[Problem details] Below are some records; reproduce them exactly.

[[ Provided records open ]]

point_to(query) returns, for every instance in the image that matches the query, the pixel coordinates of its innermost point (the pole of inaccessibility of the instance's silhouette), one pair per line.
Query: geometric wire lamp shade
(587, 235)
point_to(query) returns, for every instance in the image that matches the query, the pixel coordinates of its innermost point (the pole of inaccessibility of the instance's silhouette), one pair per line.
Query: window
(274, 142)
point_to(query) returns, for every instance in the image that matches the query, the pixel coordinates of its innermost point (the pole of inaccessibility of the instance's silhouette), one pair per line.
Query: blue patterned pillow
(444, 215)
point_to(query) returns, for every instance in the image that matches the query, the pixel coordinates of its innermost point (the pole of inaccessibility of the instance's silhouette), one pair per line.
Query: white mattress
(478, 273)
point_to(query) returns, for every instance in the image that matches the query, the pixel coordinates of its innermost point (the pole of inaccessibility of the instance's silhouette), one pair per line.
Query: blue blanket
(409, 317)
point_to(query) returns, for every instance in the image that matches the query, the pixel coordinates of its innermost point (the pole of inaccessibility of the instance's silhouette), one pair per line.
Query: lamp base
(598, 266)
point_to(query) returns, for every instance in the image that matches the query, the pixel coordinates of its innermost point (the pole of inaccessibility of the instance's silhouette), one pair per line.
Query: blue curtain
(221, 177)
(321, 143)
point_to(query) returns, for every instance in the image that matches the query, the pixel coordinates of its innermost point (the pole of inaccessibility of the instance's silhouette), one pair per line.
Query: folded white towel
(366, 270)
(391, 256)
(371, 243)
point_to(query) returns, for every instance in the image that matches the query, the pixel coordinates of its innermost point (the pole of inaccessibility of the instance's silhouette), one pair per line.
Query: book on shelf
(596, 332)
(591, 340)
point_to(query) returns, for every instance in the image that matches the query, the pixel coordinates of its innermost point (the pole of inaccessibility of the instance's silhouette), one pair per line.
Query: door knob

[[ Provided records closed ]]

[Response]
point_to(query) returns, for every instance in the image that matches the query, the pixel coordinates of its innermost point (the pole of inaccessibility of the instance's silhouette), one pair per line.
Query: geometric wire lamp shade
(587, 235)
point_to(query) returns, for every instance in the image that matches the query, the pixel coordinates of its innermost point (the pole of inaccessibility of the instance's silhouette), one pair per line.
Query: window
(274, 142)
point_to(query) returns, for every instance in the image that matches the query, the pixel coordinates of its innermost point (the pole of inaccessibility of the instance's silhouette), one pair per line.
Query: blue patterned pillow
(444, 215)
point_to(query) returns, for every instance in the image that matches the query, the pixel coordinates of its innermost point (the pole of inaccessibility of the instance's silhouette), one pair per line.
Query: white mattress
(478, 273)
point_to(query) returns, for every instance in the image that matches the query, the pixel coordinates of its innermost point (the pole of inaccessibility of the instance's silhouette), one pair per line.
Query: blue blanket
(409, 317)
point_to(query) returns, for every instance in the image that matches the query, the pixel coordinates of its innermost point (the pole of inaccessibility of the instance's silhouette), one pair per line.
Query: lamp base
(598, 266)
point_to(query) returns, for every instance in the image that matches the query, the pixel coordinates of its innermost point (the pole of inaccessibility of the instance's silhouette), one pair per line.
Query: blue curtain
(221, 177)
(321, 143)
point_to(query) returns, for every instance in the image that matches the query, the pixel coordinates of its innermost point (the pole of inaccessibility of the instance's silhouette), one pair per line.
Query: folded white towel
(366, 270)
(391, 256)
(371, 243)
point_to(query) returns, for every instance in the image that matches the query, the pixel coordinates of its innermost point (the pole of inaccessibility of the instance's silhouette), one pair per line.
Query: book on shelf
(596, 332)
(591, 340)
point_to(query) returns, for every instance in the image that matches the query, the pixel coordinates of its innermost point (the pole of inaccessibility of the instance's silhouette), one pair per line.
Query: door knob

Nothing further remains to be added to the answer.